De la coleta al moño: por qué el cambio de ‘look’ de Pablo Iglesias responde a un riesgo calculado

Pablo Iglesias ha aparecido esta mañana en el plató de Al Rojo Vivo en La Sexta con su nuevo aspecto, coleta corta recogida en un moño y pendientes de coco en ambas orejas. En realidad, no es la primera vez que llevaba el pelo recogido de esta manera, pero sí era el debut del peinado en televisión y, como todo lo que hace y dice el vicepresidente del gobierno, no tardó en comentarse. Para bien (“los fachas metiéndose con su moño porque con su capacidad intelectual no pueden”), para mal (“menuda vergüenza de vicepresidente”) o simplemente tirando de humor tuitero nivel básico: que si parece Herminia de Cuéntame, que si un surfero con furgo en Tarifa, que si el moño de baturra.

+++

* _TAREA BREVE A_:
Cita del fragmento sobre el nuevo peinado de Pablo Iglesias el pasaje comprendido entre "Pablo Iglesias ha" y "moño de baturra.", ambos incluidos.
El fragmento y las entradas son materiales independientes entre sí.

* _ENTRADAS DISPONIBLES_:
+++

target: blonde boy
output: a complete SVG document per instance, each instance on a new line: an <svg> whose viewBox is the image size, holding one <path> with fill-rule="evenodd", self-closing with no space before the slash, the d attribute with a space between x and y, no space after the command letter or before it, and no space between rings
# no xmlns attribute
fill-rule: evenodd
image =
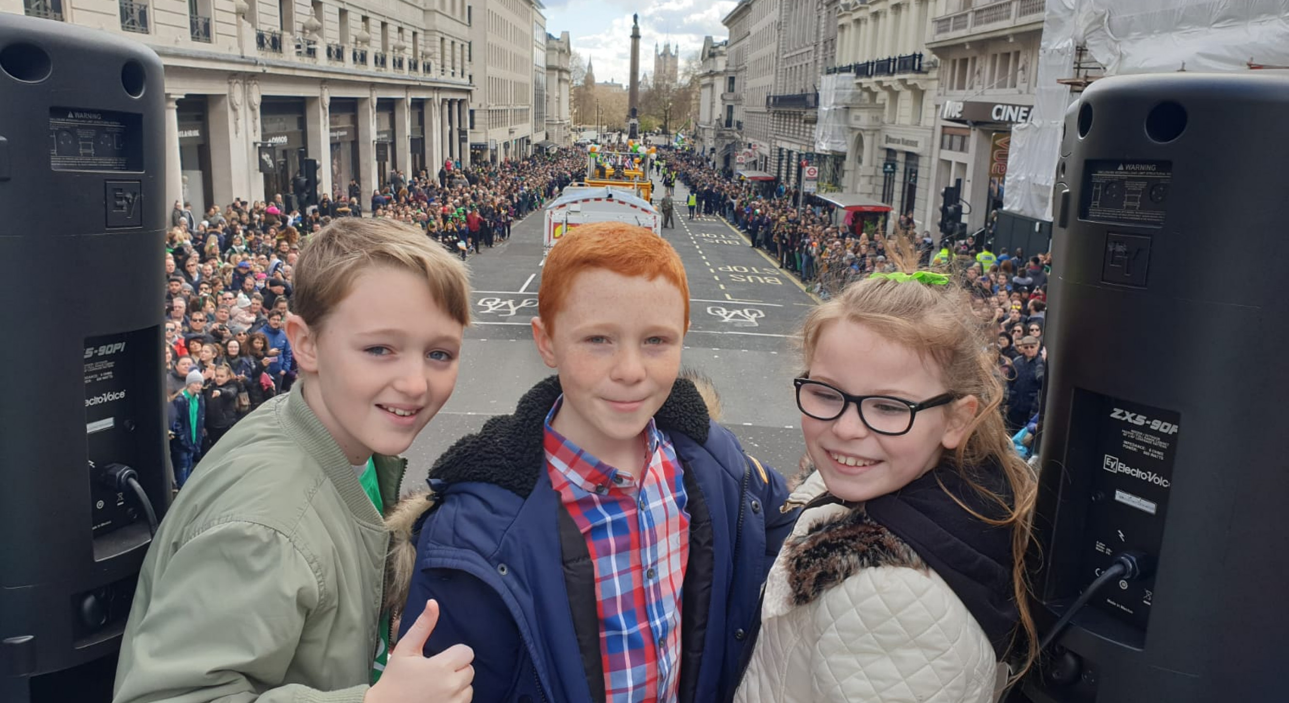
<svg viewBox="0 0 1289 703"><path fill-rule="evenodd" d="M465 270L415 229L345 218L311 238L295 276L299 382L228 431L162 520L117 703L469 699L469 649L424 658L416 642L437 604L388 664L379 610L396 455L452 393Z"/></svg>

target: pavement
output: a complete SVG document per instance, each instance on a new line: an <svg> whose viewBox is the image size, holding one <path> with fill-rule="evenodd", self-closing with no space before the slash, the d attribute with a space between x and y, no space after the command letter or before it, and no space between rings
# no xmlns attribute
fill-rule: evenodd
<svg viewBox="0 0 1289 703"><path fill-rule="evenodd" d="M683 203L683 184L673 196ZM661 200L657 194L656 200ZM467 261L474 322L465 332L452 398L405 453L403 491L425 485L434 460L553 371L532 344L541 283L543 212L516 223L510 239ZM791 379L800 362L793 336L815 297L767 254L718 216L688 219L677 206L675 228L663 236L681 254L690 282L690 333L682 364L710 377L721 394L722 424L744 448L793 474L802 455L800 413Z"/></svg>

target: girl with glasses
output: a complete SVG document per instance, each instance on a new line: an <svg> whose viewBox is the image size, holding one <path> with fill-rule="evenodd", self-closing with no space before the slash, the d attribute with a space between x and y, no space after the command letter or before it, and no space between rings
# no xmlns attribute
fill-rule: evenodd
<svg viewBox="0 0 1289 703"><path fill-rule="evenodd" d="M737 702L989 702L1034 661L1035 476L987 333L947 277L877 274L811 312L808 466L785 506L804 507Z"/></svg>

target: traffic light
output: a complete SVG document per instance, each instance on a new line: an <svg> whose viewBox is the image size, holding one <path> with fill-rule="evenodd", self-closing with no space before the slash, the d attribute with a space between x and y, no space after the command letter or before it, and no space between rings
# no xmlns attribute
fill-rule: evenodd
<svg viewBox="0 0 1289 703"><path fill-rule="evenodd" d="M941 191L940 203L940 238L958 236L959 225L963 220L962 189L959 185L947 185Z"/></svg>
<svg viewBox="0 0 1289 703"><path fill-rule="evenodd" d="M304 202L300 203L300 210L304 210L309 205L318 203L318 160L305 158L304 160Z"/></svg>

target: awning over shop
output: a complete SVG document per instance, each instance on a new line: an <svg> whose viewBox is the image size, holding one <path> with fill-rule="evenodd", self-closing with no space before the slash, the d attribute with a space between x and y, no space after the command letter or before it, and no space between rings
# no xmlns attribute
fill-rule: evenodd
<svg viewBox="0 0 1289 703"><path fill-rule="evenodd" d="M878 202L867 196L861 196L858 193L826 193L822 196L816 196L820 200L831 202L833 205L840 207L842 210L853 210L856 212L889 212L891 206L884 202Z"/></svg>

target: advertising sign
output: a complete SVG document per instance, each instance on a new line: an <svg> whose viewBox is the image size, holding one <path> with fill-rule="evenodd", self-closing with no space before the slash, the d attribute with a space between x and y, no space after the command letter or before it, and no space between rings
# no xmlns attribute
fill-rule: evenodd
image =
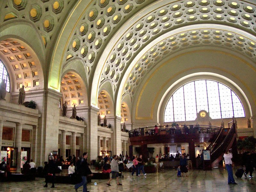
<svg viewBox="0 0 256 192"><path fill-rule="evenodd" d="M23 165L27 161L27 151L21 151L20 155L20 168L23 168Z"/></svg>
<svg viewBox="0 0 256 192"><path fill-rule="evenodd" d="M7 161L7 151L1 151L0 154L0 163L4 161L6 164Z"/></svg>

+++

* _TAREA BREVE B_:
Cuenta las líneas de las entradas que contienen la cadena "target", distinguiendo mayúsculas de minúsculas, y responde solo con el número.

* _RESPUESTA FINAL A_:
Pablo Iglesias ha aparecido esta mañana en el plató de Al Rojo Vivo en La Sexta con su nuevo aspecto, coleta corta recogida en un moño y pendientes de coco en ambas orejas. En realidad, no es la primera vez que llevaba el pelo recogido de esta manera, pero sí era el debut del peinado en televisión y, como todo lo que hace y dice el vicepresidente del gobierno, no tardó en comentarse. Para bien (“los fachas metiéndose con su moño porque con su capacidad intelectual no pueden”), para mal (“menuda vergüenza de vicepresidente”) o simplemente tirando de humor tuitero nivel básico: que si parece Herminia de Cuéntame, que si un surfero con furgo en Tarifa, que si el moño de baturra.

* _RESPUESTA FINAL B_:
6